■ **节选文本**:
--- --- ---
FileInputFormat.addInputPath(job2, new Path(otherArgs[0]));
FileOutputFormat.setOutputPath(job2, new Path(otherArgs[1] + "1"));
//分析了一下,这是一个三目运算符
//原本是job.waitForCompletion(true)之后判断
//System.exit(job.waitForCompletion(true) ? 0 : 1);
//根据英语猜测应该是任务是否完成
System.exit((job.waitForCompletion(true)&&job2.waitForCompletion(true)) ? 0 : 1);
运行结果:
其他的要求呢?
输出到文件已经有了代码,接下来就是想办法缝合到一起。
一些坑
你肯定认为“啊缝合一个老师给了的代码太简单了”,很不幸,代码是有问题的。
Configuration cfg = new Configuration();
FileSystem hdfs = FileSystem.get(cfg);
Path src = new Path(outputPath + "/part-00000");
Path dst = new Path("/root/flight.dat");
hdfs.copyToLocalFile(src, dst);
问题出在两行上:
- FileSystem的获取问题:使用 FileSystem fs= ileSystem.get(conf); 获取fs会出现如下错误Error: java.lang.IllegalArgumentException: Wrong FS: hdfs:// …(原因我查询到的博客没有讲,烦请大佬指出)大多数网上说的做法是把集群上的core-site.xml和hdfs-site.xml放到当前工程下,但这不是正规处理。正确做法是使用srcPath生成FileSystem。
- 第三行对应的文件名有错,输出的文件名为part-r-00000.
经过修改后的代码如下:
Configuration cfg = new Configuration();
//将src提前到FileSystem获取处,从而让下文可以得到src。
//修改文件名
Path src = new Path(outputPath + "/part-r-00000");
//使用srcPath生成FileSystem
FileSystem hdfs = src.getFileSystem(cfg);
Path dst = new Path("/root/flight.dat");
hdfs.copyToLocalFile(src, dst);
之后我们准备输出:
由于我们有两个要输出的表格,所以我们要复刻两份。之后我们修改最后System.exit()判断函数,最后的最后是这样的:
if(job.waitForCompletion(true)&&job2.waitForCompletion(true))
{
String outputPath = otherArgs[1];
Configuration cfg = new Configuration();
Path src = new Path(outputPath + "/part-r-00000");
FileSystem hdfs = src.getFileSystem(cfg);
Path dst = new Path("/root/flight.dat");
hdfs.copyToLocalFile(src, dst);
//Distance output
src = new Path(outputPath + "1" + "/part-r-00000");
dst = new Path("/root/flight2.dat");
hdfs = src.getFileSystem(cfg);
hdfs.copyToLocalFile(src, dst);
}
总体代码如下:
package org.apache.hadoop.examples;
import java.io.IOException;
import java.util.StringTokenizer;
import java.util.Random;
import org.apache.hadoop.conf.Configuration;
import org.apache.hadoop.fs.Path;
import org.apache.hadoop.io.IntWritable;
import org.apache.hadoop.io.NullWritable;
import org.apache.hadoop.io.Text;
import org.apache.hadoop.mapreduce.Job;
import org.apache.hadoop.mapreduce.Mapper;
import org.apache.hadoop.mapreduce.Reducer;
import org.apache.hadoop.mapreduce.lib.input.FileInputFormat;
import org.apache.hadoop.mapreduce.lib.output.FileOutputFormat;
import org.apache.hadoop.util.GenericOptionsParser;
import org.apache.hadoop.fs.Path;
import org.apache.hadoop.conf.Configuration;import org.apache.hadoop.fs.FileSystem;
public class WordCount {
//for mapper
public static class TokenizerMapper extends
Mapper<Object, Text, Text, IntWritable> {
private final static IntWritable one = new IntWritable(1);
private Text weektext = new Text();
private Text hangbantag = new Text();
public void map(Object key, Text value, Context context)
--- --- ---
■ **存储数据行**:

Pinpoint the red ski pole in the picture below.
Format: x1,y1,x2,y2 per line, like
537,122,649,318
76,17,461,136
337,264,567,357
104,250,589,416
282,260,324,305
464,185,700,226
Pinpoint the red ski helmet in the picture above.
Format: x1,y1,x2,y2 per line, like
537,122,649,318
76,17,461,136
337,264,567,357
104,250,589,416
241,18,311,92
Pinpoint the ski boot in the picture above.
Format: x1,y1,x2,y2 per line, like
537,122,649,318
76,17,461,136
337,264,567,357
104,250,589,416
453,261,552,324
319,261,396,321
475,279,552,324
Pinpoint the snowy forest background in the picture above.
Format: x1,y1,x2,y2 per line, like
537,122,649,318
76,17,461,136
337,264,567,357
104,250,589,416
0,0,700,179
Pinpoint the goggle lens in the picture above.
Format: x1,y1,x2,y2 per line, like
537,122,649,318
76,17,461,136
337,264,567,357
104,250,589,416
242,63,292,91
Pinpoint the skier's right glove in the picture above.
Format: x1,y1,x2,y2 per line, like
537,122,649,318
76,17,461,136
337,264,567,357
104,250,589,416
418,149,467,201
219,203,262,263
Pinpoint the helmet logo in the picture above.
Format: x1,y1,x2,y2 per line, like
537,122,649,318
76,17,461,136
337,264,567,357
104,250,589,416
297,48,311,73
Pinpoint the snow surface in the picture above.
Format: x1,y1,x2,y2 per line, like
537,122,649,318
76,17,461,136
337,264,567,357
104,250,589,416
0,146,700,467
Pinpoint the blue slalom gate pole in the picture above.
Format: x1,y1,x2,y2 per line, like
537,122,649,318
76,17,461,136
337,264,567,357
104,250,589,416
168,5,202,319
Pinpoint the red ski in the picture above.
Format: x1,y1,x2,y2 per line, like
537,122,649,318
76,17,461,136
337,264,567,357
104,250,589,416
--- --- ---
■ **挑战题 1**: 从节选文本中摘录一段原文:从含有“- 第三行对应的文件名有错,输出的文件名为part-r-00000.”的地方开始,到“if(job.waitForCompletion(true)&&job2.waitForCompletion(true))”结束。
■ **挑战题 2**: 把清单中的一段行整理成 JSON 字符串列表,每行一项,空行略去。起点是含有“Pinpoint the ski boot in the picture above.”的那一行,终点是含有“219,203,262,263”的那一行,两端都算在内。

■ **书面回复 1**:
- 第三行对应的文件名有错,输出的文件名为part-r-00000.
经过修改后的代码如下:
Configuration cfg = new Configuration();
//将src提前到FileSystem获取处,从而让下文可以得到src。
//修改文件名
Path src = new Path(outputPath + "/part-r-00000");
//使用srcPath生成FileSystem
FileSystem hdfs = src.getFileSystem(cfg);
Path dst = new Path("/root/flight.dat");
hdfs.copyToLocalFile(src, dst);
之后我们准备输出:
由于我们有两个要输出的表格,所以我们要复刻两份。之后我们修改最后System.exit()判断函数,最后的最后是这样的:
if(job.waitForCompletion(true)&&job2.waitForCompletion(true))

■ **书面回复 2**:
[
  "Pinpoint the ski boot in the picture above.",
  "Format: x1,y1,x2,y2 per line, like",
  "537,122,649,318",
  "76,17,461,136",
  "337,264,567,357",
  "104,250,589,416",
  "453,261,552,324",
  "319,261,396,321",
  "475,279,552,324",
  "Pinpoint the snowy forest background in the picture above.",
  "Format: x1,y1,x2,y2 per line, like",
  "537,122,649,318",
  "76,17,461,136",
  "337,264,567,357",
  "104,250,589,416",
  "0,0,700,179",
  "Pinpoint the goggle lens in the picture above.",
  "Format: x1,y1,x2,y2 per line, like",
  "537,122,649,318",
  "76,17,461,136",
  "337,264,567,357",
  "104,250,589,416",
  "242,63,292,91",
  "Pinpoint the skier's right glove in the picture above.",
  "Format: x1,y1,x2,y2 per line, like",
  "537,122,649,318",
  "76,17,461,136",
  "337,264,567,357",
  "104,250,589,416",
  "418,149,467,201",
  "219,203,262,263"
]